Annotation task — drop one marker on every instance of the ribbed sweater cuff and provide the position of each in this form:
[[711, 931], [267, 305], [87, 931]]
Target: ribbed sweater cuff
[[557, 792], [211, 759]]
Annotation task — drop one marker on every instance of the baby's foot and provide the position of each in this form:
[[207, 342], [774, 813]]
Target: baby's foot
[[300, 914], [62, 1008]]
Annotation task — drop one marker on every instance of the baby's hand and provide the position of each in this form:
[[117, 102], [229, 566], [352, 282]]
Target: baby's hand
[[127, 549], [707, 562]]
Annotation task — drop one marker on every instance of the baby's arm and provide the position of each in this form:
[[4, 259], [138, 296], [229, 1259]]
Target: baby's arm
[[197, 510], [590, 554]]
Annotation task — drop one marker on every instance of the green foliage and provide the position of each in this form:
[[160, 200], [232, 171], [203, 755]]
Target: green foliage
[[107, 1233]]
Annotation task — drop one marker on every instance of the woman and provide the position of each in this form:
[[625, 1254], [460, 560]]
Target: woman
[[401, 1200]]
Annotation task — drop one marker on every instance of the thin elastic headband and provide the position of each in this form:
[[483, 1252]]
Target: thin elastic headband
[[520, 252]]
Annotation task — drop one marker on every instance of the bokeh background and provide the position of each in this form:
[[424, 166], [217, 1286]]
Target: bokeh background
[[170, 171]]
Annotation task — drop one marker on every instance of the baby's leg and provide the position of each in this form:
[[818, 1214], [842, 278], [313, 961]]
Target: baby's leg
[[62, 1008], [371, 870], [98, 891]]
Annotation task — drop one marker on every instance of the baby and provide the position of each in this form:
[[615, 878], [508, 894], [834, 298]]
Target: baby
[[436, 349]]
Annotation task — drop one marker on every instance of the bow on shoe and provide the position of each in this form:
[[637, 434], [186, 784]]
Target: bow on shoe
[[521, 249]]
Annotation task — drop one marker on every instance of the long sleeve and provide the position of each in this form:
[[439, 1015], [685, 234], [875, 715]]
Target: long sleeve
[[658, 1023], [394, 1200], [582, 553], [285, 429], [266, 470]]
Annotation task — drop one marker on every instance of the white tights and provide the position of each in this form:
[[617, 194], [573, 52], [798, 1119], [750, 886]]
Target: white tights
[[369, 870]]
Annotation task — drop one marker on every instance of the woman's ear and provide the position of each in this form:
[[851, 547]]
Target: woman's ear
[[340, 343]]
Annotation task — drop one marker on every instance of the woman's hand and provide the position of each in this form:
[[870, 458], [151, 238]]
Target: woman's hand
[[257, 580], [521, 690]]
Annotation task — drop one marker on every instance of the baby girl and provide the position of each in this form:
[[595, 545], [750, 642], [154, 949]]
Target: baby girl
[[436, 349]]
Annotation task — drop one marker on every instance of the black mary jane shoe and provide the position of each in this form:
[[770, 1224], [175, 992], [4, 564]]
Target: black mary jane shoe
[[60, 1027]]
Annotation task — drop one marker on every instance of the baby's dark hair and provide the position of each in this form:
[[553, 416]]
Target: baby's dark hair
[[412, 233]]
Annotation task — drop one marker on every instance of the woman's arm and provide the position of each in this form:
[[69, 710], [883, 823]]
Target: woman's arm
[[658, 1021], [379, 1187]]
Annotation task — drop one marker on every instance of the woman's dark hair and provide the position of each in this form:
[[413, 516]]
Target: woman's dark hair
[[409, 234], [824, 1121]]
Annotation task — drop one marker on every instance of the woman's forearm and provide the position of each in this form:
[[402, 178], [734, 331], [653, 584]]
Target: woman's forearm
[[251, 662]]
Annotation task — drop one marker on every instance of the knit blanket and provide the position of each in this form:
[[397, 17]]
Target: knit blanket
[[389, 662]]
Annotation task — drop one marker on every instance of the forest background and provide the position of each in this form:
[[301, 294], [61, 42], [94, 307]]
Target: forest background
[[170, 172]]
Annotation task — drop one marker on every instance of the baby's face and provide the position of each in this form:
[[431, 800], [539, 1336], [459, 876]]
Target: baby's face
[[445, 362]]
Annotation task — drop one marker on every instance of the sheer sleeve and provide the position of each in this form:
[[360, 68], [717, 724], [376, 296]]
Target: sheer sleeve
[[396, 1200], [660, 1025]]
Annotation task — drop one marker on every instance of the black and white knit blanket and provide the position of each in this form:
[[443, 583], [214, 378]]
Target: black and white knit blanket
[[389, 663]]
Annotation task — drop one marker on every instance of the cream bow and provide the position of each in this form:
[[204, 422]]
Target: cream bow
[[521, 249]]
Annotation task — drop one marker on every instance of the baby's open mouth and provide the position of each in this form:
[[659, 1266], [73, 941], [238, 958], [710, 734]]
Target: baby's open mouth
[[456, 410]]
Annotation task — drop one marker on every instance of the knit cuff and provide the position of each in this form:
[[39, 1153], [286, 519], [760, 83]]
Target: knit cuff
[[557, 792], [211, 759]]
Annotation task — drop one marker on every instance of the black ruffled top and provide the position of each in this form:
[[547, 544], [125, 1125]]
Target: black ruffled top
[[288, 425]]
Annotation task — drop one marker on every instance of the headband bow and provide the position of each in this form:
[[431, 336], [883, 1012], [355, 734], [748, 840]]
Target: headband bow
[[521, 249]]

^^^^^^^^^^^^^^^^

# [Work required]
Can you rewrite the lines from the one containing "the baby girl" through the one containing "[[60, 1027]]", changing "black mary jane shoe" to "black leather shoe" and leaving the rest as it is?

# [Full response]
Annotation task — drop one marker on every instance of the baby girl and provide the position of each in this form:
[[595, 545], [750, 642], [154, 949]]
Target: baby girl
[[436, 349]]
Annotation task — drop one marker on every instance of the black leather shoe and provide the position of each in this form:
[[770, 1224], [175, 992], [4, 564]]
Target: black leather shoe
[[60, 1027]]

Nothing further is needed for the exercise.